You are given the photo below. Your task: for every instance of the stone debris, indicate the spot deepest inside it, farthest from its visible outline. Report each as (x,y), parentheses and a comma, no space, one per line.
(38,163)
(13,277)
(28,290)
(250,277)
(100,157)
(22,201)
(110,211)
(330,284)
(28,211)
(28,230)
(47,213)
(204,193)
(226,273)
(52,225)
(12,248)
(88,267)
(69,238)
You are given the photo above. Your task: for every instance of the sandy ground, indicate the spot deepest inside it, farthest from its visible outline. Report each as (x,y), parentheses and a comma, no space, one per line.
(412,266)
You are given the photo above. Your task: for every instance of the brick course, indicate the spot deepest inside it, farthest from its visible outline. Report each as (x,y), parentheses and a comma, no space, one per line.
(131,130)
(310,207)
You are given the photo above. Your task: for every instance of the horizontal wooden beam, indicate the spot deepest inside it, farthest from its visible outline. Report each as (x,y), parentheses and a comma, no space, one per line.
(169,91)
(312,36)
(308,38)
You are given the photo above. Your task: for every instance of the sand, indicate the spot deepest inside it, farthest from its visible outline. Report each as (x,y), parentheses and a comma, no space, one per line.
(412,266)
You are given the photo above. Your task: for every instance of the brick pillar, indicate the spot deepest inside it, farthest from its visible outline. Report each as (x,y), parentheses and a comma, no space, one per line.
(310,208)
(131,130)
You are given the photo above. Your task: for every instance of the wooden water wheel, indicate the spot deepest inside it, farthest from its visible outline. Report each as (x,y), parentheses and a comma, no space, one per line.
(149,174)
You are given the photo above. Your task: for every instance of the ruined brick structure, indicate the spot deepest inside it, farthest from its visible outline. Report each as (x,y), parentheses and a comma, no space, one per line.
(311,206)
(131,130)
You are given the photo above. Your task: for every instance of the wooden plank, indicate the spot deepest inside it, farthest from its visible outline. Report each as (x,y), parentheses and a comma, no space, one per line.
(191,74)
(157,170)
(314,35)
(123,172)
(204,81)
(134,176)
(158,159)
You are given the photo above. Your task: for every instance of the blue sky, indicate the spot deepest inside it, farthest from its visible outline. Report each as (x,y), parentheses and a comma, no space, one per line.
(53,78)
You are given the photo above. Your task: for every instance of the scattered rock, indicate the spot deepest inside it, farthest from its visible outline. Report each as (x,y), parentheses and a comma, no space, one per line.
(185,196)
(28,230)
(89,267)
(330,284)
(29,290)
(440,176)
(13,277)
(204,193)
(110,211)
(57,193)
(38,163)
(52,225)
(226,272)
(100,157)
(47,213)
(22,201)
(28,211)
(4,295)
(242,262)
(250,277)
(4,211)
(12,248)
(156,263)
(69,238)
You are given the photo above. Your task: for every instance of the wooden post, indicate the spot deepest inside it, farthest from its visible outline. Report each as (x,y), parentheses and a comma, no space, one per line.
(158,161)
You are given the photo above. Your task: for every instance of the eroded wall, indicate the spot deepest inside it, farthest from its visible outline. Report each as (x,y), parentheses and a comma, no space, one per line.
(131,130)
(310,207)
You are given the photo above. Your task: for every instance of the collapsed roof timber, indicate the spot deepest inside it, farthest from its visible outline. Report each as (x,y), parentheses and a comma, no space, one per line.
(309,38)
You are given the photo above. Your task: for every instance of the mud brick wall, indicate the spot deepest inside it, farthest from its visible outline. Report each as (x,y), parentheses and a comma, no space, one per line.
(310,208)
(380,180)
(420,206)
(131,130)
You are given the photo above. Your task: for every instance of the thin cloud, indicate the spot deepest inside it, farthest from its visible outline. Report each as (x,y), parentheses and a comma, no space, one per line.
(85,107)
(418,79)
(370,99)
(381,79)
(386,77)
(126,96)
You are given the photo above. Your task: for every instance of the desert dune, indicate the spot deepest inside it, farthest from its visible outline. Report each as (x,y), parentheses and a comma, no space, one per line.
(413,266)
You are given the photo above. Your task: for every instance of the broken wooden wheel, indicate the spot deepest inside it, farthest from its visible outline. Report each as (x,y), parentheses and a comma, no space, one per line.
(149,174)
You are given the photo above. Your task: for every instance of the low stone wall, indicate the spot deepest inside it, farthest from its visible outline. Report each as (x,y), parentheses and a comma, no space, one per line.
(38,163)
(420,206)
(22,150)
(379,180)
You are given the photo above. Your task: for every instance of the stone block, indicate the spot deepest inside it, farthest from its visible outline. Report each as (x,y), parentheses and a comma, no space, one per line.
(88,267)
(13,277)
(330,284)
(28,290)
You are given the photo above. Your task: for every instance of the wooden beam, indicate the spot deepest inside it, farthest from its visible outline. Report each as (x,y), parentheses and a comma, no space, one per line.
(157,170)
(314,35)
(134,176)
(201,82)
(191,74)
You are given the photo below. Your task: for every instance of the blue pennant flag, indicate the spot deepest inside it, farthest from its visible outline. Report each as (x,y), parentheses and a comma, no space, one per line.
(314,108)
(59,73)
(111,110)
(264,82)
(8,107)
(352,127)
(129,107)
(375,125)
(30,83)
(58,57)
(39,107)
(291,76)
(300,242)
• • •
→ What the exercise asks
Reproduce every entry above without a single alteration.

→ Your solution
You are given the photo below. Your task: for every instance of the stone debris, indicate the spot deepest inside it, farthest from its visible outline. Report each as (x,y), parentheses and a comma, no space, one per line.
(38,163)
(13,277)
(28,290)
(250,277)
(100,157)
(22,201)
(110,211)
(330,284)
(28,211)
(28,230)
(47,213)
(204,193)
(226,273)
(52,225)
(12,248)
(88,267)
(69,238)
You are given the photo above. Your task: for every instance of the sandy ground, indicate the spot deepest inside it, farthest from its visible outline. Report each as (x,y), parentheses and a comma, no space, one per line.
(412,266)
You are given the photo above. Your task: for every instance of the brick course, indicate the spot deepest inside it, farthest from its visible outline. Report each as (x,y), parentheses and a comma, no space, one per line.
(131,130)
(310,207)
You are given the photo above. Your task: for every instance of the horizontal wooden beam, indicate the spot deepest inside it, farthest from its visible outline. Report each as (x,y), parentheses and a comma, no space, one per line.
(169,91)
(312,36)
(308,38)
You are given the photo above. Your task: for every instance of the sand, indicate the spot deepest inside it, farthest from its visible outline. Report each as (x,y), parentheses and a comma, no space, one per line.
(412,266)
You are given the photo above. Your task: for every instance of the brick pillar, indicate the spot deepest inside it, farthest from its visible outline. Report each as (x,y), parentheses and a comma, no space, one per line.
(310,208)
(131,130)
You are given the photo above. Your task: for every instance of the wooden water wheel, indicate the spot deepest inside it, farthest from its visible outline. Report each as (x,y), parentheses and a comma, no space, one per line.
(149,174)
You are given the photo above. Your task: for every instance of the ruined brick structure, indicate the spot deepest inside it, farthest from its visible outline. Report each as (x,y), parentheses and a comma, no space, one per line.
(311,206)
(131,130)
You are given the photo above. Your task: for every instance of the wooden plank, indicate the spot deepest inside it, farthest from its visible outline. Report each as (x,y), parentheses and a comma, no space, one per line.
(191,74)
(157,170)
(314,35)
(123,172)
(204,81)
(134,176)
(158,159)
You are given the photo above. Your task: for every instance of the blue sky, indicate the spot deepest inside it, farthest from its visible outline. Report each as (x,y), parentheses and a comma, no space, one per line.
(53,78)
You are given the photo above. Your task: for every instance of the scattered rock, indicate the spot deepest inside it, farthest from its visible outline. Report each as (x,y), parentheses and a comma, no space, one per line.
(185,196)
(28,230)
(89,267)
(330,284)
(29,290)
(440,176)
(13,277)
(204,193)
(110,211)
(57,193)
(38,163)
(52,225)
(226,272)
(100,157)
(47,213)
(22,201)
(28,211)
(4,295)
(242,262)
(250,277)
(4,211)
(12,248)
(156,263)
(69,238)
You are given the photo above. Your task: for every instance of the wooden post, indicate the spot deepest inside it, farthest from its visible outline. Report each as (x,y), parentheses and a comma, no space, one per line.
(158,161)
You are given the photo above. Your task: for every instance of the eroded wall, indicate the spot deepest inside it, farthest from its visible outline. Report each as (x,y), parentheses and a comma, no space, one per line.
(131,130)
(310,207)
You are given the photo above. Your task: for every instance of the collapsed roof timber, indicate the spot deepest inside it, farthest from its visible outline. Report each as (x,y), parentheses and a comma, no space, one per line.
(309,38)
You are given the photo above. Your task: for every instance of the mud brick wall, indicate the spot deepest inside it, farthest from its visible outline. Report each as (x,y), parentheses and a comma, no space, one per line.
(310,208)
(380,180)
(420,206)
(131,130)
You are given the photo above. Your task: for every instance of the thin cloud, indicate the spot deepest inside it, farthest from its visible outline. Report each as (x,y), parentheses and a comma, no space, one per line.
(85,107)
(418,79)
(370,99)
(381,79)
(386,77)
(126,96)
You are given the photo above. Your task: for every instance of the desert dune, indicate the spot deepest inside it, farthest from its visible outline. Report each as (x,y), parentheses and a comma, no space, one per line.
(413,266)
You are given the photo above. Your task: for every instance of the broken wooden wheel, indicate the spot deepest inside it, farthest from its visible outline. Report each as (x,y), parentheses and a comma, no space, one per line.
(149,174)
You are given the photo above. Your task: for every instance of the low stone wall, indicate the spot deepest inside it, farthest from its visible outline. Report each as (x,y), parentheses and a comma, no space, one per line.
(38,163)
(420,206)
(22,150)
(379,180)
You are given the photo above. Your task: for every instance of the stone block, indicate the spot deepest inside it, farthest from its visible outline. Report each as (x,y), parentheses and a comma, no space, one per line.
(88,267)
(13,277)
(330,284)
(28,290)
You are given the photo above. Your task: for every instance of the wooden beam, indicate the spot deepest inside it, farthest from its visible outline. Report each as (x,y), parentheses and a comma, no space, one per line.
(157,170)
(314,35)
(134,176)
(201,82)
(191,74)
You are given the photo below. Your task: for every instance of the blue pennant flag, indicate the spot deepest inside it, farthest from its visible outline. Report each as (x,y), parentheses and a comma, no space, one per line.
(314,108)
(59,73)
(111,110)
(264,82)
(8,107)
(352,127)
(129,107)
(375,125)
(30,83)
(58,57)
(39,107)
(291,76)
(300,242)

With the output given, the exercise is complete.